━━━ Okuma Metni

Yaman değişki
Bismillahirrahmanirrahim.
Önce kendimi tanıtayım. Kul, evlat, anne, kadın, yazar, ressam ve çocuk. Bunlar benim sıfatlarım. Gurur duyduğum, sahip olduğum için hamd ettiğim sıfatlarım. Nasip olmuş, dua ve gayretle süslenmiş sıfatlarım. Gerisi boş zaten. Kimi okuduğunuzu bilmeniz için bunlar yeter. Çoğu sizsinizdir zaten. İtinalı bakarsanız kendinizi bulursunuz. İsterseniz atışır, itiraz edersiniz! İsterseniz koluma girersiniz, beraber yürürüz. Nereye koyarsanız, orada olurum. Kul? Evlat? Anne? Çocuk? Gayretim iyiliğedir. Doğruluğadır. İncitmek, kırmak istemem. Tek amacım, iyilik, güzellik olsun. Hep birlikte iyileşelim, güzelleşelim isterim. Tüketmek değil üretmek isterim.

━━━━━━

Alıştırma :: Yukarıdaki okuma metninde "Yaman değişki" sözlerinin geçtiği yerden başlayıp "değil üretmek isterim." sözlerinden sonra durarak o bölümü hiç değiştirmeden yeniden yazın.

━━━ Kayıt Alıntıları

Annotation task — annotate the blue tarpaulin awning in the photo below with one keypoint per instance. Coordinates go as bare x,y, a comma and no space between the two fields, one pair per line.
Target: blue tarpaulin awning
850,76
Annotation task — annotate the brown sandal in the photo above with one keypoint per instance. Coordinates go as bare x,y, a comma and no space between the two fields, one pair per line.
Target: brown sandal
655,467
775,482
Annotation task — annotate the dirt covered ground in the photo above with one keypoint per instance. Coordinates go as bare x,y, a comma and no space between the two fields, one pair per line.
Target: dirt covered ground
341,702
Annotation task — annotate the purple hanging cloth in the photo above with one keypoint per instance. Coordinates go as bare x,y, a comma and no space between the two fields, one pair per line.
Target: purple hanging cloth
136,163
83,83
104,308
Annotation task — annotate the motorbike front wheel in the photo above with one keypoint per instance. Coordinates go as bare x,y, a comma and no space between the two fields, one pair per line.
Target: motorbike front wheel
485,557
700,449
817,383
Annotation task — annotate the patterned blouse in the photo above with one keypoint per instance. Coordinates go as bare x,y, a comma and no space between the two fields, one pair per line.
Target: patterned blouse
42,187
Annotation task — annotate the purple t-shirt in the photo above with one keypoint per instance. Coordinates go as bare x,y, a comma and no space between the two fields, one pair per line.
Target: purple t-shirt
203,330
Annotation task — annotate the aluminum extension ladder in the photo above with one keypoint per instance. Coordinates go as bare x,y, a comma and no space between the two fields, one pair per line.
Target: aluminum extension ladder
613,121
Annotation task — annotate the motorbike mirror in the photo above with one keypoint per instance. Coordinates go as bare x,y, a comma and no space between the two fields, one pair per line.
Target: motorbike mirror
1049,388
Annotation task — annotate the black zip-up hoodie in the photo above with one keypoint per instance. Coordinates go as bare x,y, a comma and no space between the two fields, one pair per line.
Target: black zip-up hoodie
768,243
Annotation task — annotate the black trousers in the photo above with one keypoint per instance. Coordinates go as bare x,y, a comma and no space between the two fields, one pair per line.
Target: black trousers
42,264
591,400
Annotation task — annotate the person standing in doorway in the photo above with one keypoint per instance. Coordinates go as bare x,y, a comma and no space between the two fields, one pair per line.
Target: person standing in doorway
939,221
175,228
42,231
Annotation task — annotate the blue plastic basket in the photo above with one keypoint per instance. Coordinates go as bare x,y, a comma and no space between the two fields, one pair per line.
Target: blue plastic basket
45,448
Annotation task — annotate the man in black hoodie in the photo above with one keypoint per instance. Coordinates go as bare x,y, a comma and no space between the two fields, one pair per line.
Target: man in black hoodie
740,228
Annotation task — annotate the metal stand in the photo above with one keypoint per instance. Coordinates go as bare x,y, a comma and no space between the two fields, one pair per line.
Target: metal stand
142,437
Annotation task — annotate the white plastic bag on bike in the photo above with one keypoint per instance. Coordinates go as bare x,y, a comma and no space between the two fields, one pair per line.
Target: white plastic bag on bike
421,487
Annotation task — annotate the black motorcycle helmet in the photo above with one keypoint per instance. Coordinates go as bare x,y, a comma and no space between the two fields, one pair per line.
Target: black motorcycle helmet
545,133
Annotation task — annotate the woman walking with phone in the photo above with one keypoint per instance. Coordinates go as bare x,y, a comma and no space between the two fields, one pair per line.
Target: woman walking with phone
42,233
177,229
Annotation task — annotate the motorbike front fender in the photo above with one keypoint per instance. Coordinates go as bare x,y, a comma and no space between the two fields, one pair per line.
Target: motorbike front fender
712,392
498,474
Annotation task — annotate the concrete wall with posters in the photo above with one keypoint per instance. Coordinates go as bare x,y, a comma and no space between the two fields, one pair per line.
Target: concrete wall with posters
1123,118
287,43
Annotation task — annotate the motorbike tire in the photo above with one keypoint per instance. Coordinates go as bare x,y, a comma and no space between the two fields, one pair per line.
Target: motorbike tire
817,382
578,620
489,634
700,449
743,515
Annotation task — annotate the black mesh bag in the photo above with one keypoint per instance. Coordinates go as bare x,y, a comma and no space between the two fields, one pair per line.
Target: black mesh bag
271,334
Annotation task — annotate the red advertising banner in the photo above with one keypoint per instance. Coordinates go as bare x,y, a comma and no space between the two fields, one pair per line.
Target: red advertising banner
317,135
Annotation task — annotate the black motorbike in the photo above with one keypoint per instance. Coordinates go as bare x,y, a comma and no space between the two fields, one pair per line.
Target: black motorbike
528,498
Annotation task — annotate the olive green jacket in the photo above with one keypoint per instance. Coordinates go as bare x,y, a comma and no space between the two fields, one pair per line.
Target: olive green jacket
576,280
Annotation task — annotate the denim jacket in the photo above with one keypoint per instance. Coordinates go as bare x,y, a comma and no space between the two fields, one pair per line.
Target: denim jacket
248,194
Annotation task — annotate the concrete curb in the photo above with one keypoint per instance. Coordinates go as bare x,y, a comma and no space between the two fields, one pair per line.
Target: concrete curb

━━━━━━

Yazılı Cevap ::
Yaman değişki
Bismillahirrahmanirrahim.
Önce kendimi tanıtayım. Kul, evlat, anne, kadın, yazar, ressam ve çocuk. Bunlar benim sıfatlarım. Gurur duyduğum, sahip olduğum için hamd ettiğim sıfatlarım. Nasip olmuş, dua ve gayretle süslenmiş sıfatlarım. Gerisi boş zaten. Kimi okuduğunuzu bilmeniz için bunlar yeter. Çoğu sizsinizdir zaten. İtinalı bakarsanız kendinizi bulursunuz. İsterseniz atışır, itiraz edersiniz! İsterseniz koluma girersiniz, beraber yürürüz. Nereye koyarsanız, orada olurum. Kul? Evlat? Anne? Çocuk? Gayretim iyiliğedir. Doğruluğadır. İncitmek, kırmak istemem. Tek amacım, iyilik, güzellik olsun. Hep birlikte iyileşelim, güzelleşelim isterim. Tüketmek değil üretmek isterim.